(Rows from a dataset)

#####

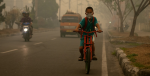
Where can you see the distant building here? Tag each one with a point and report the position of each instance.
(20, 4)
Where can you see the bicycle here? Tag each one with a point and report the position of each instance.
(87, 49)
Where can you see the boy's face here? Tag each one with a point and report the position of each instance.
(88, 11)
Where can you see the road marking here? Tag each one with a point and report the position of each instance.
(104, 59)
(9, 51)
(38, 43)
(53, 39)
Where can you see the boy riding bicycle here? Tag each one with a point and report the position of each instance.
(88, 24)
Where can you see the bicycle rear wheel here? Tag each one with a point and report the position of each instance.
(87, 61)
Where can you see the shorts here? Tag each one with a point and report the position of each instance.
(82, 41)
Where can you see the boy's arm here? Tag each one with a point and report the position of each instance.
(77, 28)
(98, 27)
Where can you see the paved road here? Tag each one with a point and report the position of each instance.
(47, 54)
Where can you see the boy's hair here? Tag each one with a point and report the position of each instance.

#####

The line containing "Where can you see the bicycle here?" marks the start; retype it and each line after it through the end of the records above, exactly.

CORRECT ANSWER:
Where can you see the bicycle here? Tag each one with a point and report the position of each instance.
(87, 49)
Where can you see the boy's face here? Tag each one with a point and report the position of each instance.
(88, 11)
Where can you see the road marking here? Tag each one with a point and report the position of each instance.
(104, 59)
(9, 51)
(38, 43)
(53, 39)
Where can you see the boy riding bicycle here? Tag each one with a point and report the position of each instance.
(88, 24)
Where can you see the bicycle rear wheel here? Tag each one with a point and report the position of each instance.
(87, 61)
Where can you see the shorts here? Tag each one with a point and report the position of each instance.
(82, 41)
Where can you see the boy's arm here? Tag each one with a point and report the position of each instance.
(77, 28)
(98, 27)
Where can you see the paved road here? Tag each one with a point and report the position of each instance.
(47, 54)
Where can you see the boy's hair here? Tag each one with a point and report the position of each instance.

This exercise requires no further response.